WHAT IS EXPECTED »
Please repeat the data below exactly, with the pictures removed.

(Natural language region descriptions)
^^^^^^^^
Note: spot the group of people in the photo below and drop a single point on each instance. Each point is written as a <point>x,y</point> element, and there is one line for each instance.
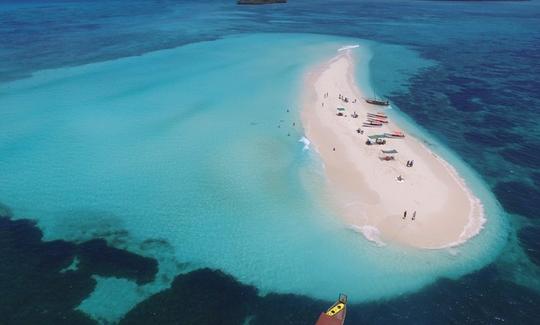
<point>343,98</point>
<point>405,215</point>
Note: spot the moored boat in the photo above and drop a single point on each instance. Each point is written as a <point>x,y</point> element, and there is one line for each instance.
<point>379,115</point>
<point>335,315</point>
<point>396,134</point>
<point>376,101</point>
<point>374,119</point>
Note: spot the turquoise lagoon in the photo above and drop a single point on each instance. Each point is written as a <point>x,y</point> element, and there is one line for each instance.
<point>189,155</point>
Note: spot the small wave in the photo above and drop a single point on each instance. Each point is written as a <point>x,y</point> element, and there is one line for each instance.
<point>306,143</point>
<point>371,233</point>
<point>348,47</point>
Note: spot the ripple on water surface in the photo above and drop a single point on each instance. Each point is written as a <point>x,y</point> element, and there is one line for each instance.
<point>190,146</point>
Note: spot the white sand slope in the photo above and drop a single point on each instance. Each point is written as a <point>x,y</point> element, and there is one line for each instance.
<point>367,192</point>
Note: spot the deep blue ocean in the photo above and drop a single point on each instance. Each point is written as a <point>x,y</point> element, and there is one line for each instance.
<point>470,77</point>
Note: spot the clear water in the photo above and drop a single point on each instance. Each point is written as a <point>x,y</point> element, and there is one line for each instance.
<point>184,145</point>
<point>189,150</point>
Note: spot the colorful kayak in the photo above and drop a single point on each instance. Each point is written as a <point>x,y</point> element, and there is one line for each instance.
<point>335,315</point>
<point>379,115</point>
<point>376,101</point>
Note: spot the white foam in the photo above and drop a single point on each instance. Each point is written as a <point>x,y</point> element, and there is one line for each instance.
<point>476,218</point>
<point>371,233</point>
<point>348,47</point>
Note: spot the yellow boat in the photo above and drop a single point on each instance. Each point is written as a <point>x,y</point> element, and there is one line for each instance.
<point>335,315</point>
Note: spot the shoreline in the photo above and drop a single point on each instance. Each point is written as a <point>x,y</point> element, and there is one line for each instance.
<point>375,197</point>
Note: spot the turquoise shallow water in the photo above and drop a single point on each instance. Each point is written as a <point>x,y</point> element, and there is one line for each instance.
<point>193,146</point>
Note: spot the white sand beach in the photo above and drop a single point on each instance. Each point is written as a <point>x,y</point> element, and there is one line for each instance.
<point>366,189</point>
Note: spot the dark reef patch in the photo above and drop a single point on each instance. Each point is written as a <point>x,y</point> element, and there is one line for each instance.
<point>518,197</point>
<point>36,291</point>
<point>33,287</point>
<point>200,297</point>
<point>96,257</point>
<point>529,238</point>
<point>526,155</point>
<point>205,297</point>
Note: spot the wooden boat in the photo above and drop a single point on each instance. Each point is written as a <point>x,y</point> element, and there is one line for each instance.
<point>374,119</point>
<point>396,134</point>
<point>376,101</point>
<point>377,115</point>
<point>366,124</point>
<point>373,123</point>
<point>335,315</point>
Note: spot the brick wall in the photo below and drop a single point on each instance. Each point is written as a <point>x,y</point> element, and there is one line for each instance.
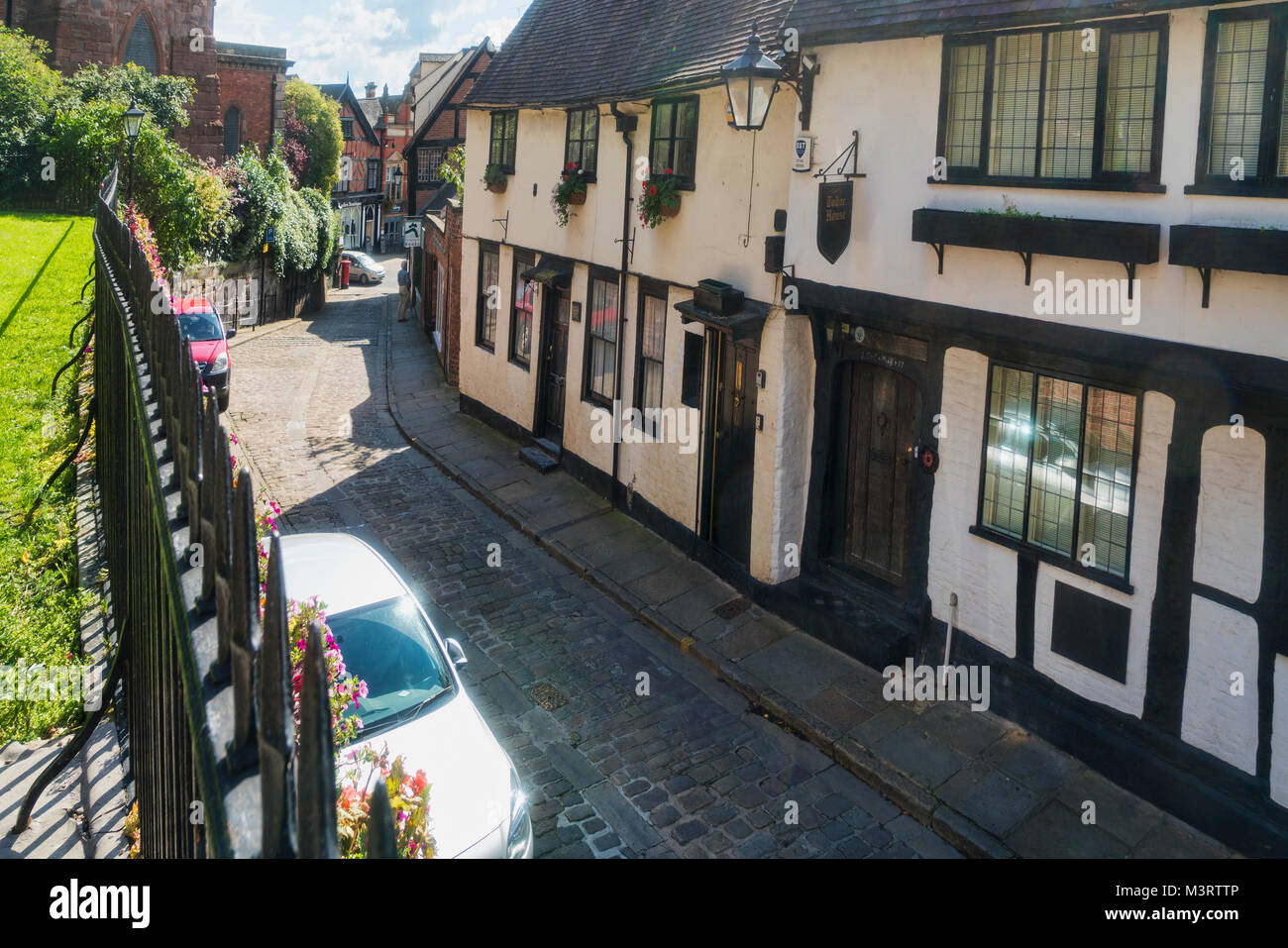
<point>452,294</point>
<point>94,31</point>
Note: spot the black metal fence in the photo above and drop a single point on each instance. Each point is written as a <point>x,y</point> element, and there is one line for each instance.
<point>213,751</point>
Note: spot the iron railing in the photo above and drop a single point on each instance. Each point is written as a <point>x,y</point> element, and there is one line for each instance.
<point>213,756</point>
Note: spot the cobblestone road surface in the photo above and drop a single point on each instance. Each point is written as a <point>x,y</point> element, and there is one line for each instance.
<point>687,769</point>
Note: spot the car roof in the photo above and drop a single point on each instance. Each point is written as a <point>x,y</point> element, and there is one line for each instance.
<point>193,304</point>
<point>339,570</point>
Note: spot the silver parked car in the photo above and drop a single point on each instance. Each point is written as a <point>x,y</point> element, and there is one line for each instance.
<point>415,699</point>
<point>364,268</point>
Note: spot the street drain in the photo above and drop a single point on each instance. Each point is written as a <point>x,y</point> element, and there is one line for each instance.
<point>769,716</point>
<point>734,607</point>
<point>548,695</point>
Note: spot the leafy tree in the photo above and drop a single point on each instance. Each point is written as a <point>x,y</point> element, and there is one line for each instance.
<point>454,170</point>
<point>314,130</point>
<point>262,197</point>
<point>27,88</point>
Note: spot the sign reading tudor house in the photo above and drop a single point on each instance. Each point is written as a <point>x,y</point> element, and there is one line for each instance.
<point>835,218</point>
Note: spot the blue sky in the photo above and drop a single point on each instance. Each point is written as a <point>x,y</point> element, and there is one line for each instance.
<point>373,40</point>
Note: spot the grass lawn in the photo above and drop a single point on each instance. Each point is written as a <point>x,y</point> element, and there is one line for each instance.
<point>46,262</point>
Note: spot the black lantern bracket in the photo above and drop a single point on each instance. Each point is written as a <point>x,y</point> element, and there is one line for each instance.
<point>851,153</point>
<point>799,73</point>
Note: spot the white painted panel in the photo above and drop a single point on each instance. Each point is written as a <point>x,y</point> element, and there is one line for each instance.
<point>889,90</point>
<point>1223,642</point>
<point>1232,511</point>
<point>1146,526</point>
<point>982,574</point>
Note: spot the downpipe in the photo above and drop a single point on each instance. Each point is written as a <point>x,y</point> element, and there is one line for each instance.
<point>626,124</point>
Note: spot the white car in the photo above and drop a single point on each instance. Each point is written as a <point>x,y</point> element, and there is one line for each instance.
<point>416,703</point>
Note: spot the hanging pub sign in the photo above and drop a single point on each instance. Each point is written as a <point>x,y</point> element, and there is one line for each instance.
<point>835,218</point>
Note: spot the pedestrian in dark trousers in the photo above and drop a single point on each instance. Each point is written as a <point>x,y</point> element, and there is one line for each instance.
<point>403,291</point>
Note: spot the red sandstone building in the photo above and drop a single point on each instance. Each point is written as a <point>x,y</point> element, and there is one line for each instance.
<point>167,38</point>
<point>252,94</point>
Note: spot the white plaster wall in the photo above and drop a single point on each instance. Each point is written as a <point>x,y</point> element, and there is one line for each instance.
<point>1223,642</point>
<point>1232,513</point>
<point>1279,734</point>
<point>489,376</point>
<point>709,239</point>
<point>982,574</point>
<point>704,241</point>
<point>1146,526</point>
<point>889,90</point>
^^^^^^^^
SOLUTION FOR THIS PROBLEM »
Note: spot the group of people in the photo below and drop a single point on each instance. Each point is written as a <point>x,y</point> element, and there is one line for each instance.
<point>343,98</point>
<point>405,215</point>
Note: spot the moored boat in the photo above and drop a single point on each instance. Each point is written as a <point>x,y</point> element, and there is one line for each instance.
<point>379,115</point>
<point>335,315</point>
<point>396,134</point>
<point>376,101</point>
<point>374,119</point>
Note: spot the turquoise lagoon in the photo above and drop a single point on each instance. Each point is written as a <point>x,y</point> element, and there is one line for each instance.
<point>189,155</point>
Note: spot the small wave in the photo above and drop a single point on each instance. Each point is written as a <point>x,y</point> element, and there is one line for each instance.
<point>306,143</point>
<point>371,233</point>
<point>348,47</point>
Note: spot the ripple on water surface in the photo above and drop a single point on each instance. Each point is written as a <point>x,y</point> element, and there is one line for each instance.
<point>190,146</point>
Note: spot the white sand slope in the photo above and drop a single point on each instance. Each point is written as a <point>x,y</point> element, and there is one line for each instance.
<point>367,192</point>
Note: spot the deep blue ocean in the photo above and drop a single point on each instance. Each point is written as a <point>x,y</point> element, and there is one line for each instance.
<point>470,77</point>
Note: spot the clear water in the photo above and drop a single point on each instance. Each point is written as a <point>x,y</point> element, and there is one line for each instance.
<point>184,145</point>
<point>189,150</point>
Note: spot the colorful kayak in the photo above and drop a single point on each instance. Each point is written as a <point>x,y</point> element, and there is one line for each instance.
<point>335,315</point>
<point>379,115</point>
<point>376,101</point>
Note: spot the white foam in the photo above and drop a single point on each instance. Each point is written as a <point>x,y</point> element, and there is one line for each instance.
<point>476,218</point>
<point>371,233</point>
<point>348,47</point>
Note: spot the yellow boat in the photo above and drop a single point on each instance. Each point is written as a <point>x,y</point> element, and there is one line for each instance.
<point>335,315</point>
Note: spot the shoreline in the photo above and drop a single point on each instance. Each point is written as a <point>x,y</point> element, and there is one line for each instance.
<point>375,197</point>
Note: spot the turquoise shallow water in the photo above and drop a single point on each instance. Each point is written as a <point>x,y</point> element, and there is one line for each instance.
<point>193,146</point>
Note: spot the white sand beach in the photo above and drop a single point on each instance. Each point is written as a <point>x,y</point> element, and there is one line for each instance.
<point>366,189</point>
Note: spot the dark reef patch in the photo above and drop a single point on each instance. Each point is written as a <point>x,y</point> element, and there is one line for each instance.
<point>518,197</point>
<point>36,291</point>
<point>33,287</point>
<point>200,297</point>
<point>96,257</point>
<point>529,238</point>
<point>526,155</point>
<point>205,297</point>
Note: spot the wooden boat in the photo above and drop a single point on each instance. Each point is written as a <point>x,y</point> element, and there is one line for each instance.
<point>374,119</point>
<point>396,134</point>
<point>376,101</point>
<point>377,115</point>
<point>366,124</point>
<point>373,123</point>
<point>335,315</point>
Note: spot the brick wall in the photo below and drop a single point on each instance. Each point is written as a <point>x,y</point> element, and there is one line for each instance.
<point>452,294</point>
<point>94,31</point>
Note: spot the black metal fence in the photo above and drop a single point on each instance. Each point is written as a <point>x,y</point> element, and there is one line for each instance.
<point>213,751</point>
Note: spot the iron railing in the photo above and drop a single point on each instance. Each point is written as a <point>x,y</point> element, and there is one line for each instance.
<point>213,756</point>
Note: spot the cobblestone road surface in the photo above and drop a single point on each instance. Each point is written as a <point>x,y</point> element, and there is one line for each instance.
<point>687,769</point>
Note: spot the car roof in the photo above and drop a single point on each instance. Each point is written as a <point>x,y</point> element, and there is one line for each instance.
<point>193,304</point>
<point>339,570</point>
Note: spot the silver parked car in the photo above and drop a single point on each instance. Each point is written as a <point>x,y</point> element, and there is one line for each instance.
<point>415,699</point>
<point>364,268</point>
Note: spot the street drain in the photo above and drop a single point on each instance. Each point is written as a <point>x,y</point> element, and there is one line for each instance.
<point>769,716</point>
<point>734,607</point>
<point>548,695</point>
Note: spot the leafy tree in the photo above and drop a single point on each instance. Each point is written as a <point>x,y</point> element, and there is one line for each instance.
<point>454,170</point>
<point>314,130</point>
<point>262,197</point>
<point>27,88</point>
Note: spot the sign reading tudor house in the photo above and drop a single point on each instance. Each point is written as a <point>x,y</point> element, and there is one line for each instance.
<point>835,218</point>
Note: spot the blue sky in the photo above and drop a single point on each instance. Each point is written as a <point>x,y</point> element, and there is one line for each instance.
<point>373,40</point>
Note: spot the grass lawn in the photo above and drop a single point on each instance. Each point is written as a <point>x,y</point> element, and there is one line for each instance.
<point>46,262</point>
Note: spot the black lantern bracket in the photo above and drop a single point on each instance. Each point is written as a <point>x,y</point> element, and there is one line for each instance.
<point>851,153</point>
<point>799,73</point>
Note: spot the white painted panel in the photo above and drop a single point on each instance. Each point is written as a <point>x,y</point> element, and there is one line for each instance.
<point>889,90</point>
<point>1223,642</point>
<point>1232,511</point>
<point>1146,526</point>
<point>982,574</point>
Note: spot the downpipe in the photo above and drop a single point on each instance. Each point is written as a <point>x,y</point> element, and there is one line for each instance.
<point>626,124</point>
Note: spot the white car in the photo above and drop a single point on each instance. Each point is written as a <point>x,y</point> element, and there is one line for each instance.
<point>416,703</point>
Note: spot the hanging pub sign in the photo above and drop a single point on each instance. Each point is written as a <point>x,y</point> element, and there is one line for each instance.
<point>835,218</point>
Note: spot the pedestrian in dark trousers in the photo above and drop a single point on each instance. Each point is written as a <point>x,y</point> element, and there is one line for each instance.
<point>403,291</point>
Note: spot the red sandstone building in the photo above and drop a single point on each instance. Each point is written as a <point>x,y</point> element, and there is one line for each instance.
<point>167,38</point>
<point>252,94</point>
Note: spot the white plaster wall in the photo above and drop a single point on each instance. Each point is written as a <point>x,y</point> element, and there is one line for each instance.
<point>1223,642</point>
<point>1232,513</point>
<point>1279,734</point>
<point>489,376</point>
<point>709,239</point>
<point>982,574</point>
<point>704,241</point>
<point>1146,526</point>
<point>889,90</point>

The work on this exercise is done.